Write out every entry, unchanged. Skip any picture.

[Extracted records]
******

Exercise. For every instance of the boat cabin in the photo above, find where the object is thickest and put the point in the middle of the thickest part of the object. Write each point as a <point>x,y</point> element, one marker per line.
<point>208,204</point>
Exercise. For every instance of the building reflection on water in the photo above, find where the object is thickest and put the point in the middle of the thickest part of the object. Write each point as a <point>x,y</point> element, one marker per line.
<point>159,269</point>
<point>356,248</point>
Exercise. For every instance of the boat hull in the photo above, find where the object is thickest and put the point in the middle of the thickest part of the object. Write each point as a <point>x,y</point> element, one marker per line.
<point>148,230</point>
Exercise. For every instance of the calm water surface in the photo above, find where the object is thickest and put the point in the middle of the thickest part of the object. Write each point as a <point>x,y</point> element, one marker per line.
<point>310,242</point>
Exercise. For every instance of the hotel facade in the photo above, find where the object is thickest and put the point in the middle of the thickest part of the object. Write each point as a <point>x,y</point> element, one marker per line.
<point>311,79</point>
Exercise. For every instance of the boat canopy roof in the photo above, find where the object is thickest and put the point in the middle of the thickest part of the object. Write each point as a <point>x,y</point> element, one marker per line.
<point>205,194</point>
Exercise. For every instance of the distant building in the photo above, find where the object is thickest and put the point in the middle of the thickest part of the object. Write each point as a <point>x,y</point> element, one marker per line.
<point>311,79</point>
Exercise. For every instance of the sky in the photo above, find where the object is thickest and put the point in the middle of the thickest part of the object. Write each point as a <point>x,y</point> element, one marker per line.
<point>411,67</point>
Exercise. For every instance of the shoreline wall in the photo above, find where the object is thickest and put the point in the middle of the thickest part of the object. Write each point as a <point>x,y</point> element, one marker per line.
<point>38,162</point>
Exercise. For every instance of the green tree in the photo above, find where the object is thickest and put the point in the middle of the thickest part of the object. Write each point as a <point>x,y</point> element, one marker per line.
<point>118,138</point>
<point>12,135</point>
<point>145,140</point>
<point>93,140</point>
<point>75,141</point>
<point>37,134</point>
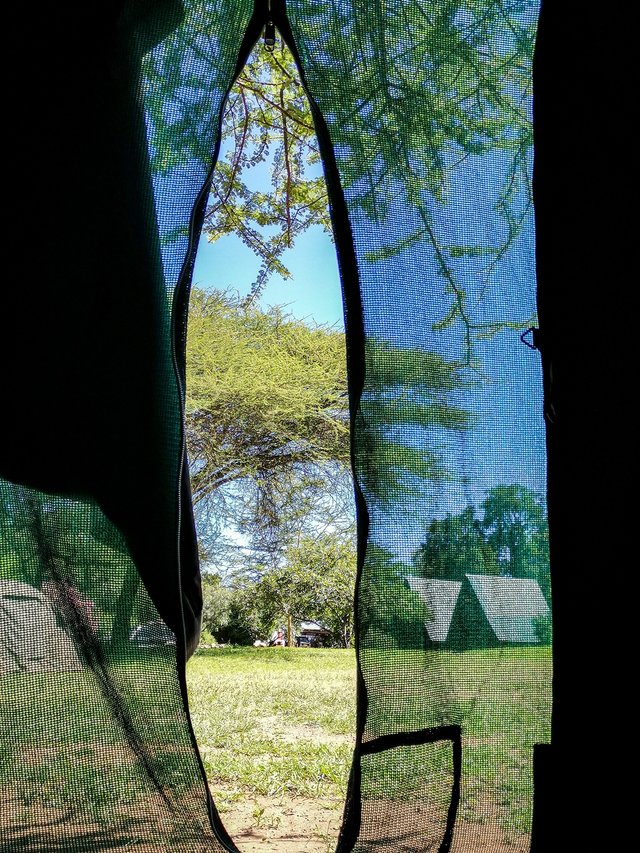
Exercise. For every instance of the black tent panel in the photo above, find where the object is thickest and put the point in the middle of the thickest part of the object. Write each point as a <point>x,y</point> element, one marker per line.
<point>423,113</point>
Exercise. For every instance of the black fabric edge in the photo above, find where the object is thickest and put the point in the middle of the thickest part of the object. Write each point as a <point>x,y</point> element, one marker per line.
<point>413,738</point>
<point>355,338</point>
<point>418,738</point>
<point>179,319</point>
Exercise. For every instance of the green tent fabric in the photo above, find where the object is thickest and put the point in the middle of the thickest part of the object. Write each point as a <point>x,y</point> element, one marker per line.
<point>424,115</point>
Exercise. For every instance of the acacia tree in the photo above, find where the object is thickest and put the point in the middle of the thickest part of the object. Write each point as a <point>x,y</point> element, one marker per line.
<point>315,582</point>
<point>476,90</point>
<point>267,421</point>
<point>268,426</point>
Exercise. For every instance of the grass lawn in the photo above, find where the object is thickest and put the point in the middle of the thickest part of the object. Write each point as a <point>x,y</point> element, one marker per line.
<point>276,733</point>
<point>279,723</point>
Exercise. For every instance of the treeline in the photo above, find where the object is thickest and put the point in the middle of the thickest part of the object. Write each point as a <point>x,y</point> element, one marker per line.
<point>507,535</point>
<point>313,582</point>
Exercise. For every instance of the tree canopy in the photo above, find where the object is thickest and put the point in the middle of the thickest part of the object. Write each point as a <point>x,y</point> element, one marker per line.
<point>508,537</point>
<point>268,424</point>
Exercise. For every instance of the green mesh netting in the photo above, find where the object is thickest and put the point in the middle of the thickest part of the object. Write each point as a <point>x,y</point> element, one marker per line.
<point>423,115</point>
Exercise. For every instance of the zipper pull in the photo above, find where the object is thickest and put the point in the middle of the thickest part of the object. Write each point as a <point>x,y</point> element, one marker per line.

******

- _YOUR RESPONSE_
Exercise. For every instance of the boat cabin in the photo above, find where the object is thickest and put the point in the middle of the thickest part of the object. Write each point as a <point>x,y</point> element, one marker per line.
<point>208,204</point>
Exercise. For every instance of the building reflection on water in the photo above, find where the object is thickest and put the point in the middle of the thickest part of the object. Write each point as a <point>x,y</point> element, one marker per line.
<point>159,269</point>
<point>356,248</point>
Exercise. For every instance of the boat hull in the photo above, find where the object is thickest and put the point in the middle of the thickest part of the object. Write each point as a <point>x,y</point> element, one marker per line.
<point>148,230</point>
Exercise. For every instance of the calm water surface in the photo above, find where the object is thickest and put the point in the middle of the thickest part of the object. Write each point as a <point>x,y</point> element, one marker per line.
<point>310,242</point>
Exercise. For every instance of the hotel facade in the photo above, find where the object is thickest and put the point in the middle of the thickest part of the object. Write each point as a <point>x,y</point> element, one marker per line.
<point>311,79</point>
Exercise. For every instance of the boat canopy roof in the photo above, find where the object is thickest and put the point in the middle of the thickest part of the object. Write each point as a <point>x,y</point> element, one marker per line.
<point>205,194</point>
Exercise. For every instance of the distant building in the photo above, find where the object is thickest and put the point in the middle of the thickest part of the object. Write each point as a <point>x,y</point> element, one marker per line.
<point>311,79</point>
Exercise. For every instance of the sky in the photo above, find where the object is thickest and put the point in the middle of the thickest part of the object. Write each point as a <point>x,y</point> element, one marker per line.
<point>411,67</point>
Exercise. For every instance of the shoreline wall in the photo above, find where the object is thickest and put the point in the middle of the thickest part of the object. Write each point as a <point>x,y</point> element, one marker per line.
<point>38,162</point>
Exercise. For every instance of the green tree in the photo above, find where the object is thickest and put the point in the middle of the thickest part of the object. Write each point as a <point>x,y</point> element, one marker per line.
<point>118,138</point>
<point>12,135</point>
<point>145,140</point>
<point>93,140</point>
<point>75,141</point>
<point>37,134</point>
Exercise. For every instance of the black tent panel in the photo above, find where the object is thickest and put the point in the middle of the thickest part of the object. Write each point as a <point>x,y</point> element, one marker per line.
<point>423,113</point>
Exercise. For every instance of the black fabric edge in the photo above, find where the object is thickest and put the point in the middle of the thickest part of the object. Write each point as a <point>x,y</point> element, one marker per line.
<point>413,738</point>
<point>355,338</point>
<point>418,738</point>
<point>179,319</point>
Exercise. For every instance of the green tent fabric in the photo above, find where the object is thickest and put the point in the middle of the thickest part of the object. Write each point as a <point>x,y</point> element, one marker per line.
<point>424,115</point>
Exercise. For every instance of the acacia tree in the photo above, find where the object is thickest and put the point in the middle of the thickest part of the object. Write each point as a <point>x,y</point> element, one marker per line.
<point>315,582</point>
<point>476,90</point>
<point>267,421</point>
<point>268,426</point>
Exercise. For every instance of the grass lawn in the photo above, find where the object is thickest and put the point in the middle of the thickest part of the object. Write each point as a <point>x,y</point> element, one marker per line.
<point>276,733</point>
<point>279,723</point>
Exercise. For every instance of the treeline in the photo above, find where the object is thickest and put the point in the middle of the thickest part of the object. Write each point as a <point>x,y</point> element, one marker per line.
<point>507,535</point>
<point>313,582</point>
Exercise. For every instance of the tree canopy in the photo above, find where the object is thickest and put the point in the middle of the thickest part of the object. Write each point as a <point>x,y</point> element, one marker per line.
<point>508,537</point>
<point>268,424</point>
Exercise. For every instance of the green mesh netting in the photo above, find where the object is thickest and put the point in the middle of the thickest part of the object. Write each point as a <point>x,y</point> element, one marker per line.
<point>423,115</point>
Exercise. For every instance of the zipper pull in the photo above, find where the object is thickest and put the point in the middle of the thickest part of the object. Write each point as a <point>x,y</point> element, one marker per line.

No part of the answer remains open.